Work order ▸ Exactly as given, restate each record that follows.

[Records from a data collection]
○ ○ ○ ○ ○ ○ ○

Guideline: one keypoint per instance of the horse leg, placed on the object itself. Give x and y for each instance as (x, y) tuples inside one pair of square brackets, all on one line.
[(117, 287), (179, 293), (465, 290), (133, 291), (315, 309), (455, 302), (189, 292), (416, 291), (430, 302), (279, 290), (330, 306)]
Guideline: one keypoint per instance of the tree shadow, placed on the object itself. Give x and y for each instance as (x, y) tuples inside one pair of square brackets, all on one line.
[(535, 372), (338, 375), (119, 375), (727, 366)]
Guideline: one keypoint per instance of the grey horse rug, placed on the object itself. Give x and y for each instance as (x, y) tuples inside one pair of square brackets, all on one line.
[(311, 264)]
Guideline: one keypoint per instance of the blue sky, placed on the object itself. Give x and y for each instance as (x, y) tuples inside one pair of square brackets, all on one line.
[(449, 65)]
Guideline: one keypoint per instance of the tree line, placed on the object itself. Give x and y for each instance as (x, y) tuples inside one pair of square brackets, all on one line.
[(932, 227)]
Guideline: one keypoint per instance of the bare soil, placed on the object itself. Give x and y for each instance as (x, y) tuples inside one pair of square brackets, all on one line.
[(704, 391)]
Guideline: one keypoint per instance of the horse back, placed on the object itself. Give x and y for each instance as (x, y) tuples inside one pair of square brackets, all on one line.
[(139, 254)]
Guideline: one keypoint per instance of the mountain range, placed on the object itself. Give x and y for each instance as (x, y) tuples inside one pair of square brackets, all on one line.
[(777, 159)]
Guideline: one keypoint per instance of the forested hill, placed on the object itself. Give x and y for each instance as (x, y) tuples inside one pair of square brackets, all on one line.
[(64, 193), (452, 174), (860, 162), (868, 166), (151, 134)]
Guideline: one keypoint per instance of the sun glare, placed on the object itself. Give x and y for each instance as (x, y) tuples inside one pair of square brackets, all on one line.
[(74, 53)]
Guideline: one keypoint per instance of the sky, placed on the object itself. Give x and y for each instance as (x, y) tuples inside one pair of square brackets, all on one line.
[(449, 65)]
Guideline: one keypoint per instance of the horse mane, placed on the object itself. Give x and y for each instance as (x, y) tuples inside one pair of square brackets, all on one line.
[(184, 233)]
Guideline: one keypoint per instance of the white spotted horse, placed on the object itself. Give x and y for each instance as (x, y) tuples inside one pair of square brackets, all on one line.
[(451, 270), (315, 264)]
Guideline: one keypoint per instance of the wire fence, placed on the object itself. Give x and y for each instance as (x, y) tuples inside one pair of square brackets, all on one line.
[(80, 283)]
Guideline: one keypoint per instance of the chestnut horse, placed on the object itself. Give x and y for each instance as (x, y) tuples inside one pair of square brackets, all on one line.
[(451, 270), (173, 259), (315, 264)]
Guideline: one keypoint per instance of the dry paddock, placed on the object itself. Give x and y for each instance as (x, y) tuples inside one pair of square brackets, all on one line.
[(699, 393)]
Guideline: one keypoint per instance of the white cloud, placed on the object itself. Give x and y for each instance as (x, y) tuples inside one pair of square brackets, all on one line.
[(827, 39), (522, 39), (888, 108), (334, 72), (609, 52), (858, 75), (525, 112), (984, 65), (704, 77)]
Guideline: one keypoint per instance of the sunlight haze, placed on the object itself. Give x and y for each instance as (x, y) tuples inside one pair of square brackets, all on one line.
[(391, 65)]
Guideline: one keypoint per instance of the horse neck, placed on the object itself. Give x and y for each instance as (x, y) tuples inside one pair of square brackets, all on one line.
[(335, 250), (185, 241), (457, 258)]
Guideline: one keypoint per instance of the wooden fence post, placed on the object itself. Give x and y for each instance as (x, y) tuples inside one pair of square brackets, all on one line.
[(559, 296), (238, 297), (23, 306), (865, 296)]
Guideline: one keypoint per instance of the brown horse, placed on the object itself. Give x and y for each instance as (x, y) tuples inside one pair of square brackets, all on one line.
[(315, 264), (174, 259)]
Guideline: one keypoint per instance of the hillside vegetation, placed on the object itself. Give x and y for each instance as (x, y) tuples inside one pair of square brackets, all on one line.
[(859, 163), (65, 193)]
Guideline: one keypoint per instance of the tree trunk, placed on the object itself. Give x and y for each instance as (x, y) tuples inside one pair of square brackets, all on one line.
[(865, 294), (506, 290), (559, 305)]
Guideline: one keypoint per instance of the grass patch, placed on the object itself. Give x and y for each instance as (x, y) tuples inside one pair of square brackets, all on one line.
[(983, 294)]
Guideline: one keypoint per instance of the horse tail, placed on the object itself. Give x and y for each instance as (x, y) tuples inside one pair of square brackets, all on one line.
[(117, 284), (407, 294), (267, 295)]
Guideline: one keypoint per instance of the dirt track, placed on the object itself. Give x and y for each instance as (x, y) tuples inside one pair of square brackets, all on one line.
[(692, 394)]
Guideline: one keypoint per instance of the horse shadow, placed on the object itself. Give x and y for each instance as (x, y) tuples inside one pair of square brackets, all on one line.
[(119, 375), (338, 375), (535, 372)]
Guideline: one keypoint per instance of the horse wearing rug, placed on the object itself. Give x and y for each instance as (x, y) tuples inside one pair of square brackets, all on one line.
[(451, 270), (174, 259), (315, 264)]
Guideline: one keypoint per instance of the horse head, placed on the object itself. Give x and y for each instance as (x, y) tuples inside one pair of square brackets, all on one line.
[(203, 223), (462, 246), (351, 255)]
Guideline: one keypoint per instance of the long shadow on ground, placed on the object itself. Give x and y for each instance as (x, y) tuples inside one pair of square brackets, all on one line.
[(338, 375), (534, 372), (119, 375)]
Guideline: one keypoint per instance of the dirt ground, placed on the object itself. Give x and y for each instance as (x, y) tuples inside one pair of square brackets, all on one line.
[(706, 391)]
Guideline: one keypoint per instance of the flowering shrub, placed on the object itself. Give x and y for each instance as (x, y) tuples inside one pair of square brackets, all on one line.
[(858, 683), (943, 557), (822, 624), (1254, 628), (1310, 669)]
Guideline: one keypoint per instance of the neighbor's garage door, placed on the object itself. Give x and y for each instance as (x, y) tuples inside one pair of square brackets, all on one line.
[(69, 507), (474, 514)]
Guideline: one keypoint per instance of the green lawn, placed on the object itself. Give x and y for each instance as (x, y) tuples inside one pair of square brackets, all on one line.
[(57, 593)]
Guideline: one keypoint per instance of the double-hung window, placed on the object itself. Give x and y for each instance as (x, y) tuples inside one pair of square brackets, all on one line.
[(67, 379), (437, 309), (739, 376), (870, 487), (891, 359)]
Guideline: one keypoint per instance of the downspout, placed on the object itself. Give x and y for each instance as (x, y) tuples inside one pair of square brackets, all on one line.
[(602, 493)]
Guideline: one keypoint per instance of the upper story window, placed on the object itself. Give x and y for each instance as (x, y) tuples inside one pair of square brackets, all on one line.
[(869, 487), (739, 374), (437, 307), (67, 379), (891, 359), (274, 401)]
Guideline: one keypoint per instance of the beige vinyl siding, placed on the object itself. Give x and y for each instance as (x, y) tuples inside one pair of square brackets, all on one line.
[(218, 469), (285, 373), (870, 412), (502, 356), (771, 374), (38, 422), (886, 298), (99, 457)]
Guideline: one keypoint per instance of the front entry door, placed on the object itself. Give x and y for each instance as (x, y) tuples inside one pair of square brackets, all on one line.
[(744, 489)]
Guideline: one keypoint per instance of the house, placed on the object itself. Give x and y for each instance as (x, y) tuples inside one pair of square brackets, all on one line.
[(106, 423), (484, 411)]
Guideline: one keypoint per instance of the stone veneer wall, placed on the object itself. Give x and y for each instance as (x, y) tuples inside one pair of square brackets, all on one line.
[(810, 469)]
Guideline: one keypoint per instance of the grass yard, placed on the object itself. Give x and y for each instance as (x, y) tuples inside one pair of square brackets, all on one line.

○ ○ ○ ○ ○ ○ ○

Answer section ▸
Guideline: one keypoint per instance of the horse leg, placed on the object itself. Give x and y for each instance as (x, y) tuples inside one pair of square brackets, all on one line.
[(117, 287), (179, 293), (465, 290), (133, 291), (315, 309), (455, 302), (189, 292), (416, 291), (430, 302), (279, 290), (330, 306)]
Guideline: one keypoint per instance of the tree shadow, placed on the object itself. Give x and y for each instance as (x, y) tuples inside one pair of square brackets, all on one line.
[(535, 372), (338, 375), (119, 375), (727, 366)]
Guideline: one keypoint per instance of the grey horse rug, placed on the object itself. Give x and y for each instance as (x, y) tuples inside one pair of square brackets, all on one line.
[(311, 264)]
Guideline: one keypoint per instance of the blue sky, placed on the object itself. Give x and y for each instance as (x, y) tuples inside one pair of square brackets, all on one line.
[(449, 65)]
Guideline: one keypoint per instance of the tree line, placed on the object itself. Give x and y for each instance as (x, y) tuples inside one pair of square brackets, all on one line.
[(932, 227)]
Guideline: one keypoint per instance of the bare soil, placed on the object itself. Give x and y for each instance as (x, y) tuples inside one pair of square brackets, all on one line.
[(704, 391)]
Guideline: one keypoint per instance of the horse back, placed on the object itself. Give x and y for each instance as (x, y) tuples inside one pair of square brackets, all on one line.
[(139, 254)]
Guideline: one keypoint per instance of the mountain range, placed on the object itself. Give x and y for each instance as (x, y) tuples inside one pair of square brackets, all on one line.
[(777, 159)]
Guideline: one keypoint per instance of the forested hill, placed on the object itself. Give x and y for each instance as (x, y) tuples inside one pair of square brackets, all on one line.
[(64, 193), (452, 174), (860, 162), (868, 166), (151, 134)]
Guideline: one keypoint per instance of the sun glare, placed on the object itself. Give x and y for each instance as (x, y) tuples inside one pair of square brackets, all on one line.
[(74, 53)]
Guideline: one keypoint per instance of the sky, placed on the object itself. Give x and y for each instance as (x, y) tuples inside one pair of square brackets, all on one line.
[(449, 65)]
Guideline: one keypoint per instance of the horse mane, placed on the object itself. Give x and y for each instance as (x, y) tuples inside one pair of square brackets, all on one line.
[(184, 233)]
Guideline: one keypoint per instance of the white spotted horse, placed on the object itself. Give x and y for each instance as (x, y) tuples inside one pair of square brackets, all on one line.
[(451, 270), (315, 264)]
Guideline: one keypoint per instance of the wire fence, placed on the object itself. Give x and y for each instance as (x, y) tuples inside one pair of square brackets, all on one line.
[(80, 283)]
Guideline: one keypoint per instance of the chestnut horse, placed on the object itself. Give x and y for each instance as (x, y) tuples inside one pair of square brackets, all on one line.
[(451, 270), (173, 259), (315, 264)]
Guideline: one keypoint per instance of the dry paddock, placed on the object itself. Give x and y for each instance as (x, y) tuples inside one pair of square brackets, all on one line.
[(699, 393)]
Guideline: one keypoint per instance of the white cloud, placed on the object itself. Give x and y for each instance as (x, y) tuples inside one pair of square brackets, all on one line.
[(827, 39), (522, 39), (888, 108), (334, 72), (609, 52), (858, 75), (525, 112), (984, 65), (704, 77)]
Guideline: one keypoint per instance of the sunlight haze, placed on the object itself. Give x and y for each instance as (x, y) tuples inside one pair of square brackets, all on one line.
[(391, 65)]
Guideline: one keypoint per instance of the horse neck, placed on the object itself. Give x and y for each instance as (x, y) tuples inside one pair of square brackets, all on one line.
[(335, 250), (185, 241), (457, 258)]
Guideline: one keypoint per instance of the wooden fence post, placed on the object itself. Give x and y for each instance as (x, y) tuples inside one pair of square brackets, all on one line.
[(559, 296), (238, 297), (23, 306), (865, 296)]
Guideline: one keypoint per instance of the brown horse, placed on the object itself. Give x and y for each instance as (x, y) tuples inside one pair of square brackets, all on one line.
[(315, 264), (174, 259)]
Guideline: one keypoint per instance of the hillside vegetation, placed on the object itself. Give x and y for each instance as (x, y) tuples inside one pair of square brackets, all on one line.
[(859, 163), (65, 193)]
Guideline: one keypoint per instance of the tree trunk, placed on the object itself. Give x and y for each instance as (x, y) tuples inside one pair of square brackets, all on one line.
[(865, 294), (506, 290), (559, 305)]
Guideline: one keypoint per instance of the grass patch, placed on the object itself. Give x and y for each instance as (x, y) tuples inside one pair of square brackets, all on one line.
[(983, 294)]
Guideline: one keypoint per instance of the horse tail, placed on the object itself. Give x and y for each instance as (x, y) tuples inside one pair of square brackets, all on one line.
[(117, 284), (407, 294), (267, 295)]
Guideline: one keypoint per instance of the dirt track, placed on the object itself. Give x and y for each instance as (x, y) tuples inside one pair of square brackets, all on one line.
[(692, 394)]
Guideline: one keypoint per instance of the horse shadow, placed on the object itself. Give x and y for each instance as (x, y) tuples inside one pair of square brackets, all on one line.
[(119, 375), (338, 375), (535, 372)]
Guideline: one keypoint per instance of the horse wearing rug, placed on the object itself. Give x and y for each instance as (x, y) tuples inside one pair of square brackets, all on one line.
[(451, 270), (174, 259), (315, 264)]
Guideline: one keypoint per instance of the horse head, placed on the object itself. Give x and y for each instance as (x, y) tuples inside one pair of square brackets, all on one line.
[(203, 223), (462, 246), (351, 255)]
Guideline: one keypoint per instance of the long shadow on ground, placed on the object itself. Give x and y for each instance as (x, y) tuples inside one pair of square brackets, all on one line.
[(338, 375), (534, 372), (119, 375)]
Guideline: one keypoint per instance of the dirt ground, placed on the object itself. Give x and y for each instance as (x, y) tuples inside one pair of square brackets, all on one line.
[(706, 391)]
Guideline: one keypoint per instance of the flowering shrub, placed on the object itself. Give x and y for each instance as (x, y) tuples inside one pair of square brackets, all on one line.
[(858, 683), (943, 557), (822, 624), (1254, 628), (1310, 669)]
Guideline: one keypoint per instance of the neighbor's garage door, placed on the object itself. Give x and y for each instance as (x, y) tuples inside one pair of square brackets, all on one line.
[(69, 507), (474, 514)]
Guideline: one keypoint per instance of the green lawn, placed on the object itself. Give x and y for each instance as (x, y) tuples inside one pair of square brackets, all on one line.
[(57, 593)]
Guideline: one keypoint per instance of the double-hung window, placed on the object itself. Give x and y for each instance as (x, y) tuples inside one pair of square brackets, all on one line.
[(67, 379), (437, 309), (739, 376), (870, 487), (891, 359)]
Guideline: one keypoint per instance of the downspout, placed on the object itself. Give x and y for each instance as (x, y) tuples inside one pair of square brackets, all on one line.
[(602, 493)]
Guideline: one keypoint per instance of the upper story window, placed on the object itself. Give x and y for each instance as (x, y) tuples inside one pair of square brackets, all on one line.
[(869, 487), (739, 374), (437, 307), (67, 379), (891, 359), (274, 401)]
Guideline: one keypoint per instance of the beige vinyl siding, placed on the object itself. Give x and y for each instance as (x, y) tuples inside one pair of square brackets, all on one line.
[(218, 469), (285, 373), (870, 412), (502, 356), (771, 374), (38, 422), (886, 298), (99, 457)]
Guideline: one keypoint per instance of the front entry door, placed on the object itself. Give x and y for each instance as (x, y) tuples inside one pair of square brackets, all on one line.
[(744, 489)]
Guideline: one keypoint per instance of the house, placed on the object itself. Give x and y for each instance as (x, y) tuples inside one pair of square brackets, all on one line.
[(106, 423), (484, 411)]
Guideline: one keypoint per instance of the stone veneer wall, placed on the object itself. Give x and y for each instance as (x, y) tuples inside one pair of square brackets, all on one line.
[(810, 469)]
Guideline: one keypoint per instance of the grass yard, placed on the object itself. Give x and y for each instance as (x, y) tuples inside one pair of square brackets, all on one line.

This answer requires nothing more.